### Provided passage
┄┄┄┄┄┄┄┄┄┄
Zacharymk1213 commented 3 weeks ago

@jgm I have a PR which is almost fully done that would incorporate this feature. I'm getting hung up on one point. This feature would allow people to incorporate documents inside of footnotes as well (one could imagine how that can be very useful). Here's the rub: the pandoc standard doesn't allow the sort of Block elements that these documents have to be embedded inline.So nested footnotes don't work. It is however parsed correctly with the HTML parser.

So you can verify this and offer more detailed advice you can see the following below:

a minimal reproducible example extracted from a larger suite of test files (hence the names doc2 and doc3)
the AST tree these documents are producing (found in debug-ast.txt)
The pandoc JSON that is produced by it
The markdown (used for illustrative purposes) that gets generated when attempting to convert the pandoc into markdown using the proper pandoc application. The same error occurs with any file format (I've tried a few).
┄┄┄┄┄┄┄┄┄┄
Records from a point-labeling set:
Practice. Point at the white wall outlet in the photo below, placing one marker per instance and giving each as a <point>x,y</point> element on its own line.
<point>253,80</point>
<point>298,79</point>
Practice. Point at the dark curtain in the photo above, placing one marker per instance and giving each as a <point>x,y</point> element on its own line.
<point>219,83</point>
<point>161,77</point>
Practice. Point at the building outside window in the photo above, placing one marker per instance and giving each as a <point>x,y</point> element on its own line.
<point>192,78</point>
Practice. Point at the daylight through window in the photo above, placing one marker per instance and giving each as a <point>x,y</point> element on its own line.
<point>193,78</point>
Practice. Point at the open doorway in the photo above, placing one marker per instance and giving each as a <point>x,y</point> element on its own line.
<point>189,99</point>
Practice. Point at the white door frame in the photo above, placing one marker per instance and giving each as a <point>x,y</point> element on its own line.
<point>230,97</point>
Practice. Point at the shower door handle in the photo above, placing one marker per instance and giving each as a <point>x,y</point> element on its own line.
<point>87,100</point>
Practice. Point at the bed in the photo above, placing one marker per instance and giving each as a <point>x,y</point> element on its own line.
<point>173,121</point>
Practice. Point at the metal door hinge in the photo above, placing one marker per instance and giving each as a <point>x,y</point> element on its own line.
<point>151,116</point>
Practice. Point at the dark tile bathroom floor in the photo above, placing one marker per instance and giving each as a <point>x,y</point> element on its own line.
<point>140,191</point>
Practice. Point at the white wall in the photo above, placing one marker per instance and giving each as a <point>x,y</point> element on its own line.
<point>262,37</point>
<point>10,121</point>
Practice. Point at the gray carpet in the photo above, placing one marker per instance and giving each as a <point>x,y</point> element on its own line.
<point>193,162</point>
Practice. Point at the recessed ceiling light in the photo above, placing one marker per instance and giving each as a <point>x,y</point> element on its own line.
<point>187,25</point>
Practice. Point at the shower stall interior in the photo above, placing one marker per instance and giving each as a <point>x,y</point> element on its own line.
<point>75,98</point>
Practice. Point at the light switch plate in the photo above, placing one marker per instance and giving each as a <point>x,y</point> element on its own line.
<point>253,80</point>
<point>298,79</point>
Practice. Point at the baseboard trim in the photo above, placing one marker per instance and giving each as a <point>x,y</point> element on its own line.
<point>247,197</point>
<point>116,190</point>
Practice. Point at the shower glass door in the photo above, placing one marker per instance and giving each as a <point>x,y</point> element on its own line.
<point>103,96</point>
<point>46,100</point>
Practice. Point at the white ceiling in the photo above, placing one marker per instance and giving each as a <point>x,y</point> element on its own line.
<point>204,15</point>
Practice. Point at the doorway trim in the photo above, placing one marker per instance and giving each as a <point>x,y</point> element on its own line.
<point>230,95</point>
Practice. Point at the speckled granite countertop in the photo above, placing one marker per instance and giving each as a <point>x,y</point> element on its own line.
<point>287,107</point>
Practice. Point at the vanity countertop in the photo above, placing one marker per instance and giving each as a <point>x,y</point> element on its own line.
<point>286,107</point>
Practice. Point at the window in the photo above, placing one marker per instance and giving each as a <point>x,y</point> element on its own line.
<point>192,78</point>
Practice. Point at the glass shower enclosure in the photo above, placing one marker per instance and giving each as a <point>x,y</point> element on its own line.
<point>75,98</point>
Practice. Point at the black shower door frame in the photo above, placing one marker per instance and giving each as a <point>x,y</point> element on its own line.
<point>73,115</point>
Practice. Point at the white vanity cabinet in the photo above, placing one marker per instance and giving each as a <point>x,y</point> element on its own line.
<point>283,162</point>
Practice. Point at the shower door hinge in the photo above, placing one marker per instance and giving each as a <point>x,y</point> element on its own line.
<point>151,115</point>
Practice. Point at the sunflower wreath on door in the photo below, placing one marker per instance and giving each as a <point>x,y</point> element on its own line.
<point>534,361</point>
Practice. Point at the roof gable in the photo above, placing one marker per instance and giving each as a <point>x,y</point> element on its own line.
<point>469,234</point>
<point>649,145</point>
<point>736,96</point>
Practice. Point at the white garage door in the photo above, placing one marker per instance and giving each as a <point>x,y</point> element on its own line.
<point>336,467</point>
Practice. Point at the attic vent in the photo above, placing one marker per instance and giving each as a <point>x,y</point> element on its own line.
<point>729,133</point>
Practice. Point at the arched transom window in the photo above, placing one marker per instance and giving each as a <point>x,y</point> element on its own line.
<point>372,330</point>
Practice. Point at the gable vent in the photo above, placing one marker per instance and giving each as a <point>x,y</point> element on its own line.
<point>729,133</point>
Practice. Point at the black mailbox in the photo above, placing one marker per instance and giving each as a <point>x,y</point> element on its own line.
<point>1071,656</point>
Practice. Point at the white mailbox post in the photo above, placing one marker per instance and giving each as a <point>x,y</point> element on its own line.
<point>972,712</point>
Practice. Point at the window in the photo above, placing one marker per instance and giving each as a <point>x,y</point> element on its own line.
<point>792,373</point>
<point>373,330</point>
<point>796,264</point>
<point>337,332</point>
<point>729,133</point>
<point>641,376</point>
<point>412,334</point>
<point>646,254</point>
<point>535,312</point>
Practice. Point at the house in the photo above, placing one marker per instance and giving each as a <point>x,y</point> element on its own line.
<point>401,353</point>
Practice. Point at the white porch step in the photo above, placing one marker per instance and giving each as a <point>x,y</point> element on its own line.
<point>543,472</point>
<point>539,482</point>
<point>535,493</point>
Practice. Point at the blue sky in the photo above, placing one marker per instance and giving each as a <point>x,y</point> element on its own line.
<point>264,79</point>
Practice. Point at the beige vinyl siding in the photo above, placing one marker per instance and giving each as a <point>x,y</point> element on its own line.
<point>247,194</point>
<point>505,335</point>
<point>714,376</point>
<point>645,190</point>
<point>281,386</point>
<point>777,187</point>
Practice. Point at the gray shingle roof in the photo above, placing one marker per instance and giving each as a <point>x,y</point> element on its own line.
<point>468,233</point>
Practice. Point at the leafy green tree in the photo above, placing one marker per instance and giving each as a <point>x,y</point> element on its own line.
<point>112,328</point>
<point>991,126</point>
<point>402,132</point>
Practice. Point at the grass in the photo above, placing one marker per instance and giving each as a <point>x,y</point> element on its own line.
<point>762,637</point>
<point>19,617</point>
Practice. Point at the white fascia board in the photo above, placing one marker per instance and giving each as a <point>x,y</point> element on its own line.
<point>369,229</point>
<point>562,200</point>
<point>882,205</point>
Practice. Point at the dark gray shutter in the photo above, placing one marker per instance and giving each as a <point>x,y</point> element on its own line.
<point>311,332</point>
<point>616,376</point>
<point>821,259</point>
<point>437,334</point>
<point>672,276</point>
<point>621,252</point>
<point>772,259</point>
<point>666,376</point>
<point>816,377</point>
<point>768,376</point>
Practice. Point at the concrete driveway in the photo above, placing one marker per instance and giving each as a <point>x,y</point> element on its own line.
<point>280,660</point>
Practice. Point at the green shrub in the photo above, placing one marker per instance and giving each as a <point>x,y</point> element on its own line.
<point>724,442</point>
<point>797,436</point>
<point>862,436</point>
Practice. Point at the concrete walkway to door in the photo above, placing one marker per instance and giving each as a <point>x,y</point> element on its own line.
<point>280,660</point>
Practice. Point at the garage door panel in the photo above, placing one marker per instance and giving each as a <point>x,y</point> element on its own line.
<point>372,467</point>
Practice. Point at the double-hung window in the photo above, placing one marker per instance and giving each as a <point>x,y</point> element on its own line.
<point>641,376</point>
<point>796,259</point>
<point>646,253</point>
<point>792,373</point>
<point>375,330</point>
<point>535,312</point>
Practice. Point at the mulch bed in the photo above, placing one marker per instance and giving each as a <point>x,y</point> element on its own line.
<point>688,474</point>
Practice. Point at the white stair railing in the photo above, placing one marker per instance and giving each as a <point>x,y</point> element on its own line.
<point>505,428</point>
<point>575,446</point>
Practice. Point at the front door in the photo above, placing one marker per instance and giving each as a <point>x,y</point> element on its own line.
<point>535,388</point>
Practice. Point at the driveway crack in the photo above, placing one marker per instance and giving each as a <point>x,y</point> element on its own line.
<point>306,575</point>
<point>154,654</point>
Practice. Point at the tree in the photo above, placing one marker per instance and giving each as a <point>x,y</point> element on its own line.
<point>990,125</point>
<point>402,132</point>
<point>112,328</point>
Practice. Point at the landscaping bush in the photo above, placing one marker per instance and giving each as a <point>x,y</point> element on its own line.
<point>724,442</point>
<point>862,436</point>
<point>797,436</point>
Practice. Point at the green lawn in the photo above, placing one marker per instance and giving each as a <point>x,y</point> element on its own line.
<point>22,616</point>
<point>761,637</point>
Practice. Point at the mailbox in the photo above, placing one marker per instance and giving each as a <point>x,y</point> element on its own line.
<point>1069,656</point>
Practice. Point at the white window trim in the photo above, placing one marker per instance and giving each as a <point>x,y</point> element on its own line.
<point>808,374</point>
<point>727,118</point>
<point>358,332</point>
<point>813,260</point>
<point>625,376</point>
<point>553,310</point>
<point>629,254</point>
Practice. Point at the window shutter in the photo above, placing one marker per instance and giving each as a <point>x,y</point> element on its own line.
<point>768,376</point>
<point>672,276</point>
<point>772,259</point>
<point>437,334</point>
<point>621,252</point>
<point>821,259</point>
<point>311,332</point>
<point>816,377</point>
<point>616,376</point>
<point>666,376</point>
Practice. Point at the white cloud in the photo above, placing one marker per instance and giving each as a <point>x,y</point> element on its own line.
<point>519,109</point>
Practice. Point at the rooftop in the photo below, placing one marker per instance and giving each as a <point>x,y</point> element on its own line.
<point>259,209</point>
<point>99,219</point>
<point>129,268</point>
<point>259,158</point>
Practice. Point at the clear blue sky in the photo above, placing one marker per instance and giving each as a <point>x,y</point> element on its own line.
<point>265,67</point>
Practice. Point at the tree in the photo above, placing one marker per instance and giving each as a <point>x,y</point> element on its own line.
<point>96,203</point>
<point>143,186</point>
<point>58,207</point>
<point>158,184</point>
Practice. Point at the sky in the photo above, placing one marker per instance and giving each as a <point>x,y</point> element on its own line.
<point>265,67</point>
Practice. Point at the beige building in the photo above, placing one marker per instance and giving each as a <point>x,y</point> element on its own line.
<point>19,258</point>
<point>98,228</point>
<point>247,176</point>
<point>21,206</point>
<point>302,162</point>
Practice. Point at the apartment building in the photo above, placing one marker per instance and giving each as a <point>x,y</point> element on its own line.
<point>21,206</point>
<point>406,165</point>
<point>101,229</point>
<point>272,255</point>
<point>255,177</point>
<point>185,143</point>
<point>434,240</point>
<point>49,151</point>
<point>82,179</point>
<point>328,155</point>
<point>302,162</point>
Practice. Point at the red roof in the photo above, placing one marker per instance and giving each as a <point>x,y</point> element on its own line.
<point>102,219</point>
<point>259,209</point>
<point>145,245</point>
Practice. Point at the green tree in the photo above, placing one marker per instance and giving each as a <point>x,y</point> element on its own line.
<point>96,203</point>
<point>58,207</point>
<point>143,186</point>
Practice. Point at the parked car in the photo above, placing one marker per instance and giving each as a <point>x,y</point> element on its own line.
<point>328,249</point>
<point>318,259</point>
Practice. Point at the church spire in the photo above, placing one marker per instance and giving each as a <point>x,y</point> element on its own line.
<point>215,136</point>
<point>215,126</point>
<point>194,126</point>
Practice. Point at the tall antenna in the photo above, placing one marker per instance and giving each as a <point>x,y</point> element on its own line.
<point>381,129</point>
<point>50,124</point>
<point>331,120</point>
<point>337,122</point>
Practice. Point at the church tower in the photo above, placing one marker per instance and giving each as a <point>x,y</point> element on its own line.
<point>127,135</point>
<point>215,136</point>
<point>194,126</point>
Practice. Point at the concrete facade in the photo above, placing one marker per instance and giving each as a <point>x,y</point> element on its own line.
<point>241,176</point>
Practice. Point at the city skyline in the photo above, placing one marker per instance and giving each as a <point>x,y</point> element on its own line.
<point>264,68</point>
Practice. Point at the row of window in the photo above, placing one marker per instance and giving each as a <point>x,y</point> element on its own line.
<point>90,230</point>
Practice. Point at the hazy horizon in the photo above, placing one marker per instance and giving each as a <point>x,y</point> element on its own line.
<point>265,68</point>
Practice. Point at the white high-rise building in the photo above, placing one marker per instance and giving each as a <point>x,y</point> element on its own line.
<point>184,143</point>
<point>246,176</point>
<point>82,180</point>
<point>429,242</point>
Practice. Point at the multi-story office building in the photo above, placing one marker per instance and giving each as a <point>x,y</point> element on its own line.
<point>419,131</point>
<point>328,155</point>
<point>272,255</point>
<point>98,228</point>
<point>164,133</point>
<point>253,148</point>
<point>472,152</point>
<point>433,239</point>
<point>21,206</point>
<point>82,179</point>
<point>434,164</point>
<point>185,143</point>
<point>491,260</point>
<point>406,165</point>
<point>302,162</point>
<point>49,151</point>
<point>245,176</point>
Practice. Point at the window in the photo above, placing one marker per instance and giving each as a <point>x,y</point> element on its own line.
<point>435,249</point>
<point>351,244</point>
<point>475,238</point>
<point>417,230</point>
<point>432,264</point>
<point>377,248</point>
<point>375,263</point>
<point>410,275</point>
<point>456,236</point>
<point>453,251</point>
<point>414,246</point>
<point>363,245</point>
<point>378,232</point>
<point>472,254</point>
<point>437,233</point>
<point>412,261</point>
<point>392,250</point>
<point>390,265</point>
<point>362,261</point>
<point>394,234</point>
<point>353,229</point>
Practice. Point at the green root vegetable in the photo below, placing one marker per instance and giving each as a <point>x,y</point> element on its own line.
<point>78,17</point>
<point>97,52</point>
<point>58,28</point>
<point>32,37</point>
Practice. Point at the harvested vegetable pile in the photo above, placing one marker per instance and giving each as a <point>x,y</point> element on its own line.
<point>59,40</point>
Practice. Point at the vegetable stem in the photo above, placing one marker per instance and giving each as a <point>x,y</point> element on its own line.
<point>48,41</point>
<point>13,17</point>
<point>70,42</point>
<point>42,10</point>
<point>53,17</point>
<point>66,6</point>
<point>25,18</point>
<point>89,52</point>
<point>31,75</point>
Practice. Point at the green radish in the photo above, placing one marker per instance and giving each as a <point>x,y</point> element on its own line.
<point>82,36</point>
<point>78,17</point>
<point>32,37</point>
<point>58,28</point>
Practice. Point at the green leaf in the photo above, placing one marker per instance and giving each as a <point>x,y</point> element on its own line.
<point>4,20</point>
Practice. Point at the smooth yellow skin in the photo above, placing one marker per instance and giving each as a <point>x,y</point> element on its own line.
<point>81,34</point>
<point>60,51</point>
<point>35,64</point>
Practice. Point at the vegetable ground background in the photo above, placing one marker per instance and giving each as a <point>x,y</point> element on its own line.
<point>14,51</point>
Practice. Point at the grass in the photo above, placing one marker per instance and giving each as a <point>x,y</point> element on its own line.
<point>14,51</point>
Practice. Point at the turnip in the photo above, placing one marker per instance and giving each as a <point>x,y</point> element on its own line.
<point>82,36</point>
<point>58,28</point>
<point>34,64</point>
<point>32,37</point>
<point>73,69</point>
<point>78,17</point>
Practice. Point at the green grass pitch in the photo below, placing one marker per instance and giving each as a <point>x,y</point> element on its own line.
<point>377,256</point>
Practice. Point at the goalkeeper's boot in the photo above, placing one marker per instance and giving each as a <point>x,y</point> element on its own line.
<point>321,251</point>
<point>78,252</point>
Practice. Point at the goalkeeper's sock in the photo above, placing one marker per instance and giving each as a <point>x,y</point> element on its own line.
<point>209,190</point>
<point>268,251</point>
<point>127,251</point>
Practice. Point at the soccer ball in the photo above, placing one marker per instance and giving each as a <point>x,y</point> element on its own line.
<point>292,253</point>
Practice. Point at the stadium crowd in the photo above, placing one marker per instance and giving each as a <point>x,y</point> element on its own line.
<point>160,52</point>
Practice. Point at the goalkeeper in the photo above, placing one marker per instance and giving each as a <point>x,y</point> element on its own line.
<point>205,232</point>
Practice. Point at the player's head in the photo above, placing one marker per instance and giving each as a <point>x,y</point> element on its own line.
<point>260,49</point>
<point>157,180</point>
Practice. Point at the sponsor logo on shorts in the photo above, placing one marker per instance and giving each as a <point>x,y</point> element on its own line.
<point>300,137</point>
┄┄┄┄┄┄┄┄┄┄
### Requirements
- a) In the pandoc comment, which parser is said to handle the nested footnote content correctly?
- b) Proceed with the pandoc comment, writing on from its last sentence.

### Results for each task
- a) The HTML parser.

- b)
the HTML that results when trying to convert the tree to HTML directly so you can confirm that it works with HTML (output.html.txt, remove the .txt upon downloading that was added since Github wouldn't allow me to just upload an HTML file)

Doc2.dj

Here is some text with a footnote reference.[^a] And another one here.[^b]

[^a]: Footnote A content.
+[doc3](./doc3.dj)
[^b]: Footnote B content.

Doc3.dj

Example text with footnotes.[^x] More text with another footnote.[^y]

[^x]: Footnote X explanation.
[^y]: Footnote Y explanation.

Expected Result

Here is some text with a footnote reference.[^a] And another one here.[^b]

[^a]: Footnote A content.
Example text with footnotes.[^x] More text with another footnote.[^y]

[^x]: Footnote X explanation.
[^y]: Footnote Y explanation.

[^b]: Footnote B content.

debug-ast.txt pandoc.json output.md output.html.txt

I'm wondering how to go about this. A workaround I found in the process of trying to engineer my way out of this (not very successfully obviously) is to convert the AST to HTML (since, as mentioned, the HTML is rendered correctly) and then that HTML to Pandoc using Pandoc. I even found this module that allows me to do it without a local Pandoc installation https://www.npmjs.com/package/pandocjs (and this module did do the job when I tested it). I'm not sure if you want me to do that, though or if there's some other method you know of by which it could be achieved. Please let me know how you want me to implement this.

jgm commented 3 weeks ago

Well, I'm not sure I'd even want this feature, and if so, what the syntax should be.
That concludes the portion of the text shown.